→ **Задание 1**
Перепишите записи, начиная со строки, где есть «of the pool», и до конца записей, заменив «tiled terrace» на «paved terrace». Всё остальное оставьте как есть.

→ **Источник**

Все мы – участники последних актов драмы распада традиционной большой семьи. Начавшись где-то в середине XIX века, она завершилась уже в коренной России, а сейчас перемалывает народы Северного Кавказа, Сибири, Дальнего Востока. Такова неотвратимая логика модернизации. Бессмысленно спрашивать, хорошо это или плохо, смешно пытаться что-то реставрировать. Проблема в другом – в новом механизме трансляции экзистенциального и личностного культурного опыта от поколения к поколению.
Человек, живущий в эпоху модернизации, попадает в такую коллизию: мир, в который пришел я, разительно отличается от мира, в который пришли мои внуки. Это отличия системные и настолько значительные, что без специальных усилий, без образного художественного слова, без апелляций к живому человеческому чувству я не смогу объяснить, показать важные для меня фрагменты опыта и собственного мировидения. Без серьезного личностного напряжения ни я сам, ни логика моей жизни, ни мое поколение, ни страна, в которой я прожил свою жизнь, не постижимы для моих внуков. И поскольку я не писатель и не кинорежиссер, большая часть моего внутреннего опыта уйдет вместе со мною.

→ **Данные для задания**
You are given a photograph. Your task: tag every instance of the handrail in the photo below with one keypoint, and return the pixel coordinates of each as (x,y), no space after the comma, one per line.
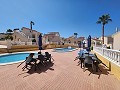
(110,54)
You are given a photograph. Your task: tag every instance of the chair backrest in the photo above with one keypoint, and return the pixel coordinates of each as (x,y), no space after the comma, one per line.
(88,60)
(47,55)
(40,57)
(97,58)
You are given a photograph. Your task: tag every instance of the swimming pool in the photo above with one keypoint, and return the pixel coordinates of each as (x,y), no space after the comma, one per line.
(64,49)
(12,58)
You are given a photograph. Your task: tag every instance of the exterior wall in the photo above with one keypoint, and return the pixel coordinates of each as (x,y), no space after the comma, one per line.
(18,37)
(32,34)
(2,35)
(51,37)
(116,42)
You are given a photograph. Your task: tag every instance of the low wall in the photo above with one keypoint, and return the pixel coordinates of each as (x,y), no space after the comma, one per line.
(115,69)
(3,43)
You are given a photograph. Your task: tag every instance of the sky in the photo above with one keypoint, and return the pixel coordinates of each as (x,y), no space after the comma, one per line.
(64,16)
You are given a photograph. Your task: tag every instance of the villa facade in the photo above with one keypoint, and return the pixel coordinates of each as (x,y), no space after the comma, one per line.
(116,40)
(25,35)
(51,38)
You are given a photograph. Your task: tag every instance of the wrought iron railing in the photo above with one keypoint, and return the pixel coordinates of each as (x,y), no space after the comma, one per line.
(110,54)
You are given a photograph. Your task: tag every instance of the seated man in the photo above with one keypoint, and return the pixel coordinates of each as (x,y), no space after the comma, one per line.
(41,58)
(29,60)
(47,56)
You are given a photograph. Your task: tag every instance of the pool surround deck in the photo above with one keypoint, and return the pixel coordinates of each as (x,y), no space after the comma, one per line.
(63,74)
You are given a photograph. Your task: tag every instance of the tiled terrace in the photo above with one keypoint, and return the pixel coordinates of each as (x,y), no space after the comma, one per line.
(63,74)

→ **Задание 2**
Повторите слово в слово отрывок из текста о распаде большой семьи, который начинается со слов «Все мы – участники» и заканчивается словами «поколения к поколению.».

→ **Итоговый результат 1**
You are given a photograph. Your task: tag every instance of the pool surround deck in the photo above with one keypoint, and return the pixel coordinates of each as (x,y), no space after the comma, one per line.
(63,74)
You are given a photograph. Your task: tag every instance of the paved terrace in the photo above with one keypoint, and return the pixel coordinates of each as (x,y), no space after the comma, one per line.
(63,74)

→ **Итоговый результат 2**
Все мы – участники последних актов драмы распада традиционной большой семьи. Начавшись где-то в середине XIX века, она завершилась уже в коренной России, а сейчас перемалывает народы Северного Кавказа, Сибири, Дальнего Востока. Такова неотвратимая логика модернизации. Бессмысленно спрашивать, хорошо это или плохо, смешно пытаться что-то реставрировать. Проблема в другом – в новом механизме трансляции экзистенциального и личностного культурного опыта от поколения к поколению.